┌────────

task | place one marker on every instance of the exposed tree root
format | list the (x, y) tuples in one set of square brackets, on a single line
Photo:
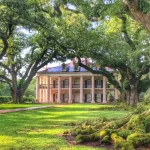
[(126, 133)]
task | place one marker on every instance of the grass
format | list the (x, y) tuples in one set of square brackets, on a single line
[(14, 106), (40, 129)]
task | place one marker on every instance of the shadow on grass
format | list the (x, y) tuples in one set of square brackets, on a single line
[(40, 127)]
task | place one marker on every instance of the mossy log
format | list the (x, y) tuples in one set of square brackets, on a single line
[(125, 133)]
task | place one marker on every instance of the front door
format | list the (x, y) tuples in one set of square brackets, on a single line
[(54, 99)]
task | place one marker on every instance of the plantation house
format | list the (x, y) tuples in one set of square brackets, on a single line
[(69, 83)]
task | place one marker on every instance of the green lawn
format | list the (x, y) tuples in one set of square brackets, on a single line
[(14, 106), (39, 129)]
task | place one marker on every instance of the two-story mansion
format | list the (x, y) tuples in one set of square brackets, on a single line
[(69, 83)]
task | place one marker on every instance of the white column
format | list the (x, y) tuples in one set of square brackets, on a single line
[(70, 90), (48, 89), (81, 89), (37, 88), (59, 89), (116, 91), (93, 101), (104, 90), (44, 90)]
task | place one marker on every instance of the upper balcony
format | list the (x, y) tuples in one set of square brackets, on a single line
[(86, 86)]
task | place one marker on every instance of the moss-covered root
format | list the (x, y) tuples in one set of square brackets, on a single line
[(86, 138), (138, 139)]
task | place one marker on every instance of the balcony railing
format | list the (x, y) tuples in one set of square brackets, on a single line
[(44, 86), (75, 85), (98, 86), (87, 85), (64, 85)]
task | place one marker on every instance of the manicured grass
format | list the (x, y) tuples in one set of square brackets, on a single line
[(40, 129), (14, 106)]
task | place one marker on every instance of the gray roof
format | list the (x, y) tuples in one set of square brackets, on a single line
[(69, 68)]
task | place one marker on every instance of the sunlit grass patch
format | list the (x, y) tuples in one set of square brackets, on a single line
[(40, 129)]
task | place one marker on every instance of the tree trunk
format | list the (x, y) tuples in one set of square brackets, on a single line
[(123, 96), (14, 96), (138, 15), (20, 96), (132, 97)]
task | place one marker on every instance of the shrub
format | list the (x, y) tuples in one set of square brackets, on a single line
[(5, 99)]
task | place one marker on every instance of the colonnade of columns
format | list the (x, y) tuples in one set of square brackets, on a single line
[(48, 91)]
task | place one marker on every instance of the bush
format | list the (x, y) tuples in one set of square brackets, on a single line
[(5, 99)]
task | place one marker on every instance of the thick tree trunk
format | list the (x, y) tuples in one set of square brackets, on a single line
[(132, 97), (138, 15), (20, 96), (123, 96), (14, 96)]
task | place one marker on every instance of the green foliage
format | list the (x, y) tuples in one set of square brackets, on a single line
[(144, 5), (125, 133), (5, 99), (29, 99)]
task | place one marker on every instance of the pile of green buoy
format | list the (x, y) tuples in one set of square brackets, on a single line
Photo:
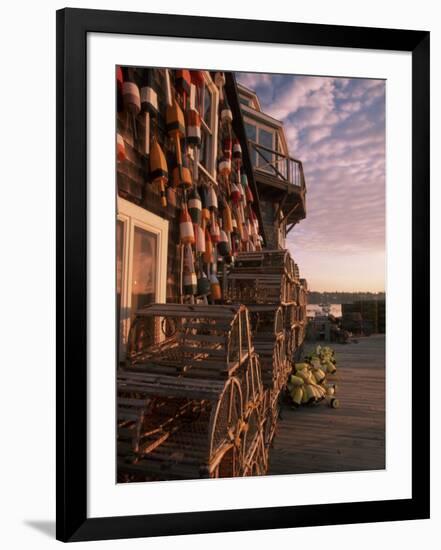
[(309, 384)]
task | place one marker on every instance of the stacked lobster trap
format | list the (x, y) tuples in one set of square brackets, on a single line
[(190, 397), (268, 283)]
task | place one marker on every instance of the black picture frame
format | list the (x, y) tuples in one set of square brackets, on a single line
[(71, 431)]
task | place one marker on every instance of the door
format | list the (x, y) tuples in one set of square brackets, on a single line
[(141, 267)]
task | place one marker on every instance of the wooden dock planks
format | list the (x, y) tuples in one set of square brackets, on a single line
[(321, 439)]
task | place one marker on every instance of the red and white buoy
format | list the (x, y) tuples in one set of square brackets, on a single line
[(186, 232)]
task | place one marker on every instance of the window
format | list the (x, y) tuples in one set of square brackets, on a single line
[(209, 110), (141, 264), (264, 136)]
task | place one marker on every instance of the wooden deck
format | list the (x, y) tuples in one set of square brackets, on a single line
[(321, 439)]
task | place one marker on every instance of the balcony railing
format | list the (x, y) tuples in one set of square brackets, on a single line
[(285, 168)]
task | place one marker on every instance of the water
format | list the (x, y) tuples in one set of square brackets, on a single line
[(323, 309)]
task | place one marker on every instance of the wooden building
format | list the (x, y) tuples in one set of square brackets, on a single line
[(211, 307)]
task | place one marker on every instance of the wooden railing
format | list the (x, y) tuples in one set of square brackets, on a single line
[(277, 164)]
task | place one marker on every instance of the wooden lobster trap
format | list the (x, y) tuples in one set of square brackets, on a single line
[(198, 380), (265, 261), (264, 277), (267, 328), (272, 409)]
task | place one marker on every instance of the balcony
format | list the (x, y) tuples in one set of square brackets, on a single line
[(280, 178)]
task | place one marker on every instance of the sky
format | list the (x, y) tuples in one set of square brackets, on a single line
[(336, 127)]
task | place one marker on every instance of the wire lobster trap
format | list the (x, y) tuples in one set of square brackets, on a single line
[(198, 379)]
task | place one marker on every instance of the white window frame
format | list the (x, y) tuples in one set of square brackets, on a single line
[(211, 170), (134, 216)]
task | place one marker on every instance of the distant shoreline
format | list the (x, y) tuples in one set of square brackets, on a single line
[(343, 297)]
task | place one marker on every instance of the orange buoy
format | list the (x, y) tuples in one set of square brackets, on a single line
[(195, 206), (185, 226), (182, 84), (214, 230), (158, 169), (199, 234), (176, 127), (190, 282), (120, 148), (226, 218), (208, 254), (182, 176), (216, 293), (131, 98)]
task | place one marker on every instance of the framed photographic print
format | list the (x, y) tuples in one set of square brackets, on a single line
[(242, 274)]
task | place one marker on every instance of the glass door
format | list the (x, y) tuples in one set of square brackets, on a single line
[(141, 271)]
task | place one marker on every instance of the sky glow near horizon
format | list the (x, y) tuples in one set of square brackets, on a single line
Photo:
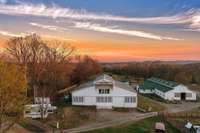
[(123, 30)]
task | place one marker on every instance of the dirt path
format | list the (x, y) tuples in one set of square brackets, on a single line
[(184, 106), (114, 122)]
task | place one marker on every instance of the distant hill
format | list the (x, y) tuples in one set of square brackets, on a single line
[(153, 62)]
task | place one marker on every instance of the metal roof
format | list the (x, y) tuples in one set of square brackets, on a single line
[(108, 78), (156, 83)]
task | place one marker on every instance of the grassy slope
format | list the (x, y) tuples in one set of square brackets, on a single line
[(144, 126)]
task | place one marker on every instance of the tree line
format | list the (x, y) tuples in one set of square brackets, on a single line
[(186, 74), (37, 68)]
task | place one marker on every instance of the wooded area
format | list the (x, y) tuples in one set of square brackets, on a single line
[(182, 73)]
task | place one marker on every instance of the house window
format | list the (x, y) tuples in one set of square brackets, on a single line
[(188, 94), (78, 99), (104, 99), (177, 94), (130, 99), (104, 91)]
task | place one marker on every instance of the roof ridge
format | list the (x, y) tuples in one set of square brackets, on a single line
[(162, 83)]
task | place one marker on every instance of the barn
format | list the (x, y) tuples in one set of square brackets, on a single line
[(167, 90), (105, 92)]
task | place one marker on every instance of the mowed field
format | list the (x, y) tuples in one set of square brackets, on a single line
[(143, 126)]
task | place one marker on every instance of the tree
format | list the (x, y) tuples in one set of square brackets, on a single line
[(85, 68), (12, 94), (44, 62)]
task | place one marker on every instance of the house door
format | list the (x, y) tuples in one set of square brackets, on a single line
[(104, 102), (183, 95)]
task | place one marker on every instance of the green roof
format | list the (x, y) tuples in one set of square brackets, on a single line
[(156, 83)]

└────────

Switch every "place one marker" in the lines above to "put a single marker" and write all the lines out again with nothing else altered. Leave out the pictures.

- **ANSWER TO THE EXERCISE**:
task | put a single marker on every instance of the exposed tree root
format | list the (x, y) tuples in one set of square brackets, on a single line
Photo:
[(126, 133)]
task | put a single marker on every instance of the grass
format | list the (x, y) tuples in one set of square brackets, on a single line
[(14, 106), (40, 129)]
task | put a single marker on every instance of the shadow on grass
format | list the (x, y) tuples in one set of square brackets, on a single line
[(40, 127)]
task | put a single marker on every instance of the mossy log
format | list the (x, y) tuples in one set of square brackets, on a single line
[(125, 133)]
task | put a single marker on every instance of the front door
format | list the (x, y) tuples in one set of square brackets, on a single line
[(54, 99)]
task | put a single marker on every instance of the plantation house
format | list the (x, y) tuples in one set of square brackets, on a single line
[(69, 83)]
task | put a single marker on every instance of the green lawn
format | list the (x, y) tuples in one set of square brackets, on a single line
[(14, 106), (39, 129)]
task | put a single marker on every instance of the two-story mansion
format | list the (x, y) tuples in one set of square brackets, on a single line
[(69, 83)]
task | put a single marker on every instance of the white column
format | list the (x, y) tuples in one set of square brackets, on a single line
[(70, 90), (48, 89), (81, 89), (37, 88), (59, 89), (116, 91), (93, 101), (104, 90), (44, 90)]
task | put a single marker on every instance of the upper balcony
format | list the (x, y) tuples in one set of square brackets, on a single line
[(86, 86)]
task | put a single marker on every instance of the moss-covered root
format | list the (x, y) tuples in one set of square brackets, on a single line
[(86, 138), (138, 139)]
task | put a single marker on every instance of the balcony railing
format | list the (x, y) tuples in one set of square brackets, on a single line
[(44, 86), (75, 85), (98, 86), (87, 85), (64, 85)]
task | put a single marker on every instance of the manicured grass
format | list the (x, y) tuples in one set of square brackets, on a single line
[(40, 129), (14, 106)]
task | put a single marker on every instance of the gray roof
format | list the (x, y) tuples in one set of square brackets, on a single line
[(69, 68)]
task | put a single marker on every instance of the sunlit grass patch
format | list the (x, y) tuples in one set of square brackets, on a single line
[(40, 129)]
task | put a single marker on every instance of the tree trunk
format | list the (x, y) tuples in one set of square brackets, on a single line
[(123, 96), (14, 96), (138, 15), (20, 96), (132, 97)]
task | put a single marker on every instance of the shrub
format | list the (x, y) tuples in one set of square brackets, on a single line
[(5, 99)]
task | put a single marker on every instance of the colonnade of columns
format | list the (x, y) tuples in one set of square brackets, on a single line
[(48, 91)]
task | put a single marker on every instance of the bush
format | list the (x, y) tuples in one set of square brackets, on a single line
[(5, 99)]
task | put a single marker on every instance of the thick tree trunk
format | list the (x, y) tuples in one set of square brackets, on a single line
[(132, 97), (138, 15), (20, 96), (123, 96), (14, 96)]
task | put a single marker on every instance of the green foliage
format | list the (x, y) tuples in one set of square brackets, on a single line
[(144, 5), (125, 133), (5, 99), (29, 99)]
task | put a single marker on every instance of the pile of green buoy
format | list the (x, y) tuples in one set of square brackets, on a single line
Photo:
[(309, 384)]
task | put a single marker on every instance of the stacked lobster trap
format | list the (x, y) tuples in one set of square brackets, on a single line
[(190, 397), (268, 283)]
task | put a single marker on every instance of the black picture frame
format | list the (x, y) tuples in one set of square brackets, on a single line
[(71, 431)]
task | put a single marker on every instance of the door
format | list the (x, y) tuples in one set of square brackets, on a single line
[(141, 267)]
task | put a single marker on every instance of the wooden dock planks
format | list the (x, y) tuples in one set of square brackets, on a single line
[(321, 439)]
task | put a single marker on every instance of the red and white buoy
format | list the (x, y) tuples in one set of square brackets, on a single line
[(186, 232)]
task | put a single marker on every instance of the window
format | list the (x, y) tuples in one set of square brackets, on a single line
[(209, 110), (141, 264), (264, 136)]
task | put a single marker on every instance of the wooden deck
format | list the (x, y) tuples in one set of square brackets, on a single line
[(321, 439)]
task | put a single marker on every instance of the balcony railing
format | list the (x, y) tuples in one set of square brackets, on a single line
[(285, 168)]
task | put a single marker on every instance of the water
format | list the (x, y) tuples in one set of square brackets, on a single line
[(323, 309)]
task | put a single marker on every instance of the wooden building
format | list the (x, y) tuples in one set of square brackets, on a single line
[(211, 307)]
task | put a single marker on every instance of the wooden railing
format | list the (x, y) tuples in one set of square brackets, on a single line
[(277, 164)]
task | put a single marker on every instance of the wooden lobster trap
format | list the (x, y) tuples in one set of square brackets, on a single line
[(198, 380), (265, 261), (264, 277), (267, 328), (272, 409)]
task | put a single marker on every instance of the balcony
format | list the (x, y) tuples in one set of square brackets, on a single line
[(280, 178)]
task | put a single marker on every instance of the sky
format | list the (x, y) tuples in one set of square brackets, on a single line
[(336, 127)]
task | put a single marker on every instance of the wire lobster trap
format | list the (x, y) tuples in one set of square brackets, on a single line
[(198, 379)]
task | put a single marker on every instance of the white window frame
format | list the (x, y) tuples in one set of square brackets, on a single line
[(211, 170), (134, 216)]
task | put a single marker on every instance of the distant shoreline
format | list the (x, y) tuples in one set of square brackets, on a single line
[(343, 297)]
task | put a single marker on every instance of the orange buoy
format | list the (x, y) tuples in one set of square brackets, on a single line
[(195, 206), (185, 226), (182, 84), (214, 230), (158, 169), (199, 234), (176, 127), (190, 282), (120, 148), (226, 218), (208, 254), (182, 176), (216, 293), (131, 98)]
task | put a single marker on every instance of the framed photographic print
format | list the (x, y) tuples in one set of square brackets, on a single line
[(242, 274)]
task | put a single marker on every instance of the glass door
format | list the (x, y) tuples in one set of square brackets, on a single line
[(141, 271)]
task | put a single marker on every instance of the sky glow near horizon
format | list the (x, y) tuples in one set of square brackets, on a single line
Photo:
[(123, 30)]
task | put a single marker on every instance of the dirt path
format | list the (x, y) tuples in one set of square brackets, on a single line
[(184, 106), (114, 122)]
task | put a single marker on every instance of the distant hill
format | list the (x, y) tuples in one set of square brackets, on a single line
[(153, 62)]
task | put a single marker on every instance of the metal roof
format | list the (x, y) tuples in one set of square brackets, on a single line
[(108, 78), (156, 83)]
task | put a single marker on every instance of the grassy slope
format | list the (x, y) tuples in one set of square brackets, on a single line
[(144, 126)]
task | put a single marker on every instance of the tree line
format | list the (x, y) tuples in one set of square brackets, on a single line
[(186, 74), (37, 68)]
task | put a single marker on every instance of the wooded area
format | list the (x, y) tuples in one set of square brackets, on a single line
[(182, 73)]
task | put a single marker on every instance of the house window
format | list the (x, y) tuples in one set of square brackets, on a single line
[(188, 94), (78, 99), (104, 99), (177, 94), (130, 99), (104, 91)]
task | put a single marker on every instance of the roof ridge
format | list the (x, y) tuples in one set of square brackets, on a single line
[(162, 83)]
task | put a single marker on every instance of the barn
format | list the (x, y) tuples in one set of square brackets, on a single line
[(167, 90), (105, 92)]
task | put a single marker on every instance of the mowed field
format | list the (x, y) tuples in one set of square brackets, on a single line
[(143, 126)]
task | put a single marker on every instance of the tree
format | list the (x, y) tuples in one set of square brackets, on a single line
[(85, 68), (12, 94), (44, 62)]
task | put a single marker on every instance of the house door
format | list the (x, y) tuples in one set of square brackets, on a single line
[(104, 102), (183, 95)]
task | put a single marker on every instance of the green roof
format | list the (x, y) tuples in one set of square brackets, on a single line
[(156, 83)]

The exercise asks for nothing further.